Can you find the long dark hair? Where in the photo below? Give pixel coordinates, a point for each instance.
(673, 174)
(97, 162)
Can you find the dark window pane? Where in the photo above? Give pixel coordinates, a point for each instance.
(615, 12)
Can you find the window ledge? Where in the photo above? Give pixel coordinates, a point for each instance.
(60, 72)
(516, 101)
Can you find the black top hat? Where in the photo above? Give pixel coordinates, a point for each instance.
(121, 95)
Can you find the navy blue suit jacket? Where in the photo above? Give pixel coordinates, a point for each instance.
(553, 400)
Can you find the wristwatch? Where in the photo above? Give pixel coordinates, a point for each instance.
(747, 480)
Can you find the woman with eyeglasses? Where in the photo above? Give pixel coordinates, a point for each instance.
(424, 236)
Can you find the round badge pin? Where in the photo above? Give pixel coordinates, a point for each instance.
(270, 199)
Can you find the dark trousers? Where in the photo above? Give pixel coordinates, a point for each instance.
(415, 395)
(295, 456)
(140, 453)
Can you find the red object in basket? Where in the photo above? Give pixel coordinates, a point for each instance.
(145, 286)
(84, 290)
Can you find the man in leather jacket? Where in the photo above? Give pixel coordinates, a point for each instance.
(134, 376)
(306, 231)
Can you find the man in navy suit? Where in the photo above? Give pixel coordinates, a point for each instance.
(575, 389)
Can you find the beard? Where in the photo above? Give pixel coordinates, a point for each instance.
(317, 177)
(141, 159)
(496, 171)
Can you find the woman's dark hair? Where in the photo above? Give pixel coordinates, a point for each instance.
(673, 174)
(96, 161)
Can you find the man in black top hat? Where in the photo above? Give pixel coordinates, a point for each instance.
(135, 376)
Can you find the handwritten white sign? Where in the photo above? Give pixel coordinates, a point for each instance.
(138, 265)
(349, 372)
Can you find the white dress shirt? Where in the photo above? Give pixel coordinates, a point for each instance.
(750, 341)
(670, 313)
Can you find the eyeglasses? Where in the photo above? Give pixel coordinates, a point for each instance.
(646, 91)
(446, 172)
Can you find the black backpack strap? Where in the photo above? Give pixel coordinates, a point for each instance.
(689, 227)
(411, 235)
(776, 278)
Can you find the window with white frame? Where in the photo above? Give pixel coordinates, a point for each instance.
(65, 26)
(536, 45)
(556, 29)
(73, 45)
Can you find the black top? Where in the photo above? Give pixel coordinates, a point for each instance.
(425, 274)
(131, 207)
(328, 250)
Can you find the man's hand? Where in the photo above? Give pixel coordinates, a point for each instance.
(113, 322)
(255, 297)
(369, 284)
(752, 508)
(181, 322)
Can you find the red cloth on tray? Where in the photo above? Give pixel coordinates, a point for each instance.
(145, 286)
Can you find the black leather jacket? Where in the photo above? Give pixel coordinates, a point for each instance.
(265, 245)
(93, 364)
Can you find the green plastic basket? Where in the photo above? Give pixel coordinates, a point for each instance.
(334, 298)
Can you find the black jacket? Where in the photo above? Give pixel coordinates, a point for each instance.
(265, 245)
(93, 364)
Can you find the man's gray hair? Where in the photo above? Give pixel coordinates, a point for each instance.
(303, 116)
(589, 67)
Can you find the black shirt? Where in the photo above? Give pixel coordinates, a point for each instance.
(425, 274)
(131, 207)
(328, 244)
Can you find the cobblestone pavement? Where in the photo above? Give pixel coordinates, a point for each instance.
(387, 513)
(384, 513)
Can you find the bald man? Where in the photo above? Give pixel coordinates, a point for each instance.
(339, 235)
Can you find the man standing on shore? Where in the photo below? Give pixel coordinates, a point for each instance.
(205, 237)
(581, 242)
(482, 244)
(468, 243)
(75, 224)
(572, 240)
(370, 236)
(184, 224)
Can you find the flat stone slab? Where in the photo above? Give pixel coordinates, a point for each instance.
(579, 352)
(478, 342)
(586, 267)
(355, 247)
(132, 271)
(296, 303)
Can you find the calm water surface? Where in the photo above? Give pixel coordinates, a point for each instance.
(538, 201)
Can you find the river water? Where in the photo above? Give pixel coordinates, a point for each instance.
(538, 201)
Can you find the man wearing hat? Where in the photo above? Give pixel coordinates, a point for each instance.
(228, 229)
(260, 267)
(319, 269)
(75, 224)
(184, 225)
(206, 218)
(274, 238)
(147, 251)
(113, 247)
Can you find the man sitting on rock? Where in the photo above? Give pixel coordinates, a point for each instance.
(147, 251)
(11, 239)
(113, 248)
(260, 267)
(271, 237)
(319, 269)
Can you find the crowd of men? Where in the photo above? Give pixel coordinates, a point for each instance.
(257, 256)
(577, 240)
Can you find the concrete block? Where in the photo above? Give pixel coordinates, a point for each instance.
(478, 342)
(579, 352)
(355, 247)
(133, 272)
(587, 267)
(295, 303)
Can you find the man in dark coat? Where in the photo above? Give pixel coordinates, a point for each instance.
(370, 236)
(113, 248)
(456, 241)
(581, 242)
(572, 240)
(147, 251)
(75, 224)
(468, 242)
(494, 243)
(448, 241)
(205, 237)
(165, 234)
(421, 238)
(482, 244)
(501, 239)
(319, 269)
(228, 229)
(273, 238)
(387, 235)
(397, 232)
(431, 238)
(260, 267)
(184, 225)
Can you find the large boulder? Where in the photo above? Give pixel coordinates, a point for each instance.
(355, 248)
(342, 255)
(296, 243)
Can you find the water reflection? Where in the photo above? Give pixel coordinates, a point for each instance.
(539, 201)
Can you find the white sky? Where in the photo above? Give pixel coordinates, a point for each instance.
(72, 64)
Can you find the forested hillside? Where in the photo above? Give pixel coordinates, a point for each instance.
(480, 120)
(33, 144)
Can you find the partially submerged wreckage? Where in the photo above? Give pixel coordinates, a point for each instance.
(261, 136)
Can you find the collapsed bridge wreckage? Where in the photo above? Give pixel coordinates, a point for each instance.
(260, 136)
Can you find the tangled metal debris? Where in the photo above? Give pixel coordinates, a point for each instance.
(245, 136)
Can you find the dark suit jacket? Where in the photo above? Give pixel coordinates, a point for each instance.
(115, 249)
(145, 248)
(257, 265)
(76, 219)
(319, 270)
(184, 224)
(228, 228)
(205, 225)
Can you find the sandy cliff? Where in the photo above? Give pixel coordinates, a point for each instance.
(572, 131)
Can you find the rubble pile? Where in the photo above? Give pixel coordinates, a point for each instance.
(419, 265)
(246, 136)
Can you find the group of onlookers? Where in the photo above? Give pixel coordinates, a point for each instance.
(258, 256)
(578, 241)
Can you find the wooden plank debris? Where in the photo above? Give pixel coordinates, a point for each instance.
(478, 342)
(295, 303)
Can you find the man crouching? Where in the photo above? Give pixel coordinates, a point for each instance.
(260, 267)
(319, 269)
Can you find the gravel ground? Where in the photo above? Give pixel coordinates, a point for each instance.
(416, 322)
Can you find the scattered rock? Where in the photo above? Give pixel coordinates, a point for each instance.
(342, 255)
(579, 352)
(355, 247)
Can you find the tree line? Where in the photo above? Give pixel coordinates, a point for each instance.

——

### TASK DIRECTIONS
Quote, without any change, each line from the one that contains "Can you find the large" through the end of the material.

### REPLY TO THE TASK
Can you find the large boulder? Where in the photo above? Give pixel coordinates, a point for each instance.
(355, 248)
(342, 255)
(296, 243)
Can you find the water reflection? Where in the photo above? Give pixel coordinates, a point for each instance.
(539, 201)
Can you find the white sky? Where in the photo above? Give pixel coordinates, a point for each instance.
(72, 64)
Can you find the forested hillside? Where in the photo above? Give pixel coordinates, a point for each instance.
(480, 120)
(33, 144)
Can you find the partially submerged wreckage? Where in the photo above? Give pixel coordinates, a point for each instance.
(261, 136)
Can you find the collapsed bridge wreckage? Where in the photo above? Give pixel coordinates, a point for each instance.
(260, 136)
Can you find the tangled metal debris? Where in the photo above? Give pixel coordinates, a point for each instance.
(245, 136)
Can you find the dark suit jacket? Where in the photo above? Give pixel coordinates, a point for each instance.
(115, 249)
(145, 248)
(257, 265)
(76, 219)
(319, 270)
(184, 224)
(228, 228)
(205, 225)
Can you find the sandy cliff? Where in the photo above? Give pixel coordinates, a point for each instance.
(572, 131)
Can you find the rubble pile? Where in the photo above? Give pixel coordinates, a point for each instance.
(419, 265)
(246, 136)
Can you find the group of onlookers? Where in the photo above? Give pixel coordinates, a point for each instance.
(258, 256)
(578, 241)
Can you find the wooden plank debris? Where in the photo above? Give pixel coordinates, a point for each instance.
(478, 342)
(295, 303)
Can you find the man crouching? Where in the photo above? Give pixel coordinates, a point for each instance.
(260, 267)
(319, 269)
Can you find the gravel ground? Where in the photo above? Give pixel coordinates, a point for each instance.
(416, 322)
Can you find the scattered rock? Where in the photo above? Give pixel coordinates, a point for each instance.
(342, 255)
(579, 352)
(355, 247)
Can you find the tree line? Where in the photo above? Give pixel coordinates, a point for each instance.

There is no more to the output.